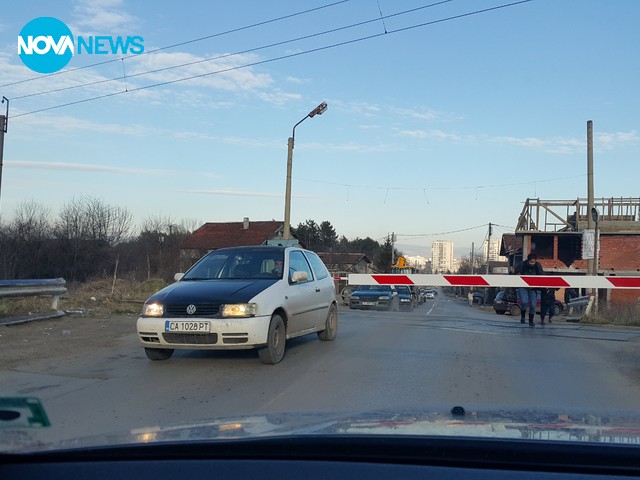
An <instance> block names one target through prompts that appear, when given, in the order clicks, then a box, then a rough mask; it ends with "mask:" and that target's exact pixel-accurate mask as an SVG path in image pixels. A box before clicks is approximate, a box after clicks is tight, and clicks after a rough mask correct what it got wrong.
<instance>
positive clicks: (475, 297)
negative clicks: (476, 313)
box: [473, 292, 484, 305]
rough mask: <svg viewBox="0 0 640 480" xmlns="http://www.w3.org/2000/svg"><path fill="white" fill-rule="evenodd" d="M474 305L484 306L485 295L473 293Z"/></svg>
mask: <svg viewBox="0 0 640 480" xmlns="http://www.w3.org/2000/svg"><path fill="white" fill-rule="evenodd" d="M473 303H477V304H478V305H483V304H484V294H483V293H481V292H473Z"/></svg>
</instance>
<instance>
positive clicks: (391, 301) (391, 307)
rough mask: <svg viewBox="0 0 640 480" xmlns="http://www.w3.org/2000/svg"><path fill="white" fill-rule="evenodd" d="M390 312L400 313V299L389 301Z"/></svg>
mask: <svg viewBox="0 0 640 480" xmlns="http://www.w3.org/2000/svg"><path fill="white" fill-rule="evenodd" d="M391 310H392V311H394V312H399V311H400V299H399V298H397V297H396V298H392V299H391Z"/></svg>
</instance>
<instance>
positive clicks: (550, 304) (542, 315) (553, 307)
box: [540, 288, 558, 325]
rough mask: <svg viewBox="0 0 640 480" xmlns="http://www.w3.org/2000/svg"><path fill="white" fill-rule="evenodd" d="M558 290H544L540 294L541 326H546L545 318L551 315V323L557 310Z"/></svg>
mask: <svg viewBox="0 0 640 480" xmlns="http://www.w3.org/2000/svg"><path fill="white" fill-rule="evenodd" d="M557 290H558V289H557V288H543V289H542V291H541V292H540V325H544V317H545V316H546V315H547V313H549V323H552V322H551V319H552V318H553V314H554V313H555V310H556V291H557Z"/></svg>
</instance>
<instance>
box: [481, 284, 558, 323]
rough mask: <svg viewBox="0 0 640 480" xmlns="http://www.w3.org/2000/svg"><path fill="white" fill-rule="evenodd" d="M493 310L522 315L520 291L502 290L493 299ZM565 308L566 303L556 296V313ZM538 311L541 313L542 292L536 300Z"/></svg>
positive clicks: (538, 312) (538, 311)
mask: <svg viewBox="0 0 640 480" xmlns="http://www.w3.org/2000/svg"><path fill="white" fill-rule="evenodd" d="M493 310H494V311H495V312H496V313H497V314H499V315H504V314H505V313H507V312H508V313H509V314H511V315H513V316H519V315H520V305H519V304H518V293H517V290H516V289H515V288H506V289H503V290H500V291H499V292H498V293H497V294H496V298H495V299H494V301H493ZM563 310H564V304H563V303H562V301H560V300H558V299H557V298H556V302H555V310H554V315H557V314H558V313H560V312H562V311H563ZM536 313H537V314H539V313H540V294H539V293H538V300H537V301H536Z"/></svg>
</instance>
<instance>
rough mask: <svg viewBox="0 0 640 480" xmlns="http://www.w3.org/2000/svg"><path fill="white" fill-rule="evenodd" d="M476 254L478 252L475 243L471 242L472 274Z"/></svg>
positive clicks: (471, 266) (471, 272) (471, 271)
mask: <svg viewBox="0 0 640 480" xmlns="http://www.w3.org/2000/svg"><path fill="white" fill-rule="evenodd" d="M475 254H476V248H475V243H474V242H471V275H473V264H474V263H475V261H476V259H475V258H474V257H475Z"/></svg>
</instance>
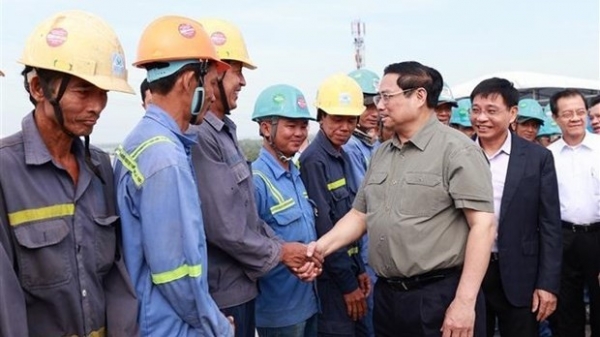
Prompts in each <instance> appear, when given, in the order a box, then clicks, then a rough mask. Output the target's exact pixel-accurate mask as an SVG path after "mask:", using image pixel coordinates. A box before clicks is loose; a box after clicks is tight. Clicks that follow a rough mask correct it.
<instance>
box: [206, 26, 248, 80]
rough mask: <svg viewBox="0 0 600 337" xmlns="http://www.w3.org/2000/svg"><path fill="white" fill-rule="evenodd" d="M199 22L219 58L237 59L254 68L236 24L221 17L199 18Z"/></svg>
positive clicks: (228, 59) (246, 64) (246, 67)
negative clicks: (212, 18)
mask: <svg viewBox="0 0 600 337" xmlns="http://www.w3.org/2000/svg"><path fill="white" fill-rule="evenodd" d="M199 22H200V23H201V24H202V26H203V27H204V29H205V30H206V32H207V33H208V35H209V36H210V39H211V41H212V43H213V45H214V46H215V49H216V50H217V55H218V56H219V58H220V59H221V60H229V61H239V62H242V63H243V64H244V67H246V68H248V69H256V66H255V65H254V63H253V62H252V60H250V56H249V55H248V49H246V43H245V42H244V37H243V36H242V33H241V32H240V30H239V29H238V28H237V27H236V26H234V25H233V24H232V23H231V22H228V21H225V20H221V19H201V20H199Z"/></svg>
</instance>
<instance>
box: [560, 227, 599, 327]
mask: <svg viewBox="0 0 600 337" xmlns="http://www.w3.org/2000/svg"><path fill="white" fill-rule="evenodd" d="M599 272H600V232H594V233H583V232H577V233H574V232H573V231H571V230H568V229H563V264H562V273H561V280H560V294H559V296H558V308H557V310H556V312H555V313H554V315H552V317H551V320H550V323H551V326H552V333H553V336H555V337H556V336H559V337H583V336H585V305H584V302H583V288H584V284H585V285H587V287H588V290H589V298H590V321H589V322H590V327H591V330H592V337H599V336H600V287H599V286H598V273H599Z"/></svg>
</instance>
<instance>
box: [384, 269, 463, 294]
mask: <svg viewBox="0 0 600 337" xmlns="http://www.w3.org/2000/svg"><path fill="white" fill-rule="evenodd" d="M461 270H462V266H460V267H452V268H446V269H438V270H434V271H430V272H427V273H424V274H419V275H416V276H411V277H392V278H386V277H381V276H377V280H379V281H383V282H385V283H387V284H388V285H389V286H390V287H392V288H394V289H396V290H399V291H408V290H412V289H416V288H420V287H422V286H424V285H427V284H430V283H434V282H438V281H441V280H443V279H445V278H446V277H448V276H450V275H454V274H458V273H460V271H461Z"/></svg>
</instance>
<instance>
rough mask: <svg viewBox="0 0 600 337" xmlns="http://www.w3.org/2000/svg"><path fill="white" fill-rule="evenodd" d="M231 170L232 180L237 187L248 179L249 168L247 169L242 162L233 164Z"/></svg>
mask: <svg viewBox="0 0 600 337" xmlns="http://www.w3.org/2000/svg"><path fill="white" fill-rule="evenodd" d="M231 170H232V172H233V178H234V179H235V182H236V183H237V184H238V185H240V184H241V183H242V182H243V181H244V180H246V179H248V178H249V177H250V168H249V167H248V163H247V162H246V161H244V160H241V161H239V162H237V163H235V164H233V166H231Z"/></svg>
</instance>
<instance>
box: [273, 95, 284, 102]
mask: <svg viewBox="0 0 600 337" xmlns="http://www.w3.org/2000/svg"><path fill="white" fill-rule="evenodd" d="M284 101H285V97H283V95H282V94H275V95H274V96H273V102H275V103H276V104H281V103H283V102H284Z"/></svg>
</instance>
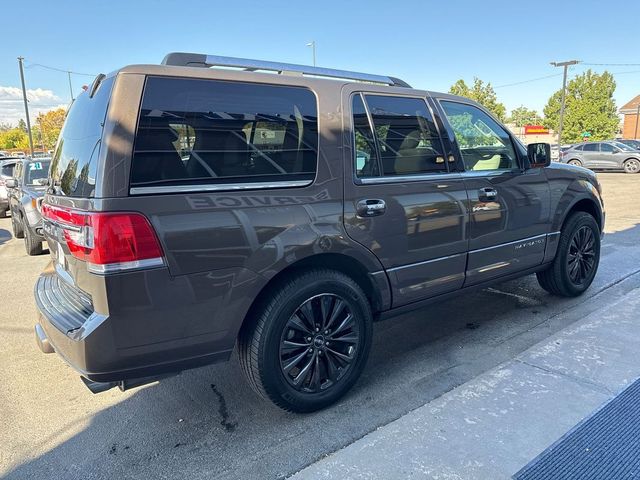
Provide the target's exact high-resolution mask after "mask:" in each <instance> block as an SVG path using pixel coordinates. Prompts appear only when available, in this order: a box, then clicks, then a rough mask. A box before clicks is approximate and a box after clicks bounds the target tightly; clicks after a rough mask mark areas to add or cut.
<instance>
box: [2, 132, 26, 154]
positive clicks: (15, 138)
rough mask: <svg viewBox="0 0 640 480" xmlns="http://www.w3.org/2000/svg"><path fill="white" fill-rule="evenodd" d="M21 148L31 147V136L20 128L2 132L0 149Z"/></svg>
mask: <svg viewBox="0 0 640 480" xmlns="http://www.w3.org/2000/svg"><path fill="white" fill-rule="evenodd" d="M12 148H19V149H21V150H27V149H28V148H29V137H28V136H27V134H26V133H25V132H24V131H22V130H21V129H20V128H12V129H11V130H7V131H4V132H0V149H2V150H7V149H12Z"/></svg>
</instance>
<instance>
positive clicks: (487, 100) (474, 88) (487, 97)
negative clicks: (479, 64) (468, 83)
mask: <svg viewBox="0 0 640 480" xmlns="http://www.w3.org/2000/svg"><path fill="white" fill-rule="evenodd" d="M449 93H452V94H453V95H460V96H461V97H467V98H470V99H471V100H475V101H476V102H478V103H479V104H480V105H482V106H484V107H485V108H486V109H487V110H489V111H490V112H491V113H493V114H494V115H495V116H496V117H498V119H499V120H501V121H504V120H505V116H506V112H507V109H506V108H505V106H504V105H503V104H502V103H500V102H498V97H497V96H496V92H495V90H494V89H493V87H492V86H491V83H484V82H483V81H482V80H480V79H479V78H478V77H473V86H472V87H469V86H468V85H467V84H466V83H465V81H464V80H462V79H460V80H458V81H457V82H456V83H454V84H453V85H451V88H450V89H449Z"/></svg>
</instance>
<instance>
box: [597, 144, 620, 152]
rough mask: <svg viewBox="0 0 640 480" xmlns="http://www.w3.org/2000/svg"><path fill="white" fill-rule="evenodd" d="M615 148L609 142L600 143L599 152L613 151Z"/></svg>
mask: <svg viewBox="0 0 640 480" xmlns="http://www.w3.org/2000/svg"><path fill="white" fill-rule="evenodd" d="M615 150H616V149H615V148H614V147H613V145H611V144H610V143H601V144H600V151H601V152H607V153H613V152H614V151H615Z"/></svg>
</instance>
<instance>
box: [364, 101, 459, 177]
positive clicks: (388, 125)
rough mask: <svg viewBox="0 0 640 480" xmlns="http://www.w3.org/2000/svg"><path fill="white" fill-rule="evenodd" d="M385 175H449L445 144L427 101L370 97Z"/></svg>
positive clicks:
*****
■ EXERCISE DIRECTIONS:
Count the lines in the entries above that contain the word "negative". Reply with only the number.

■ EXERCISE ANSWER:
3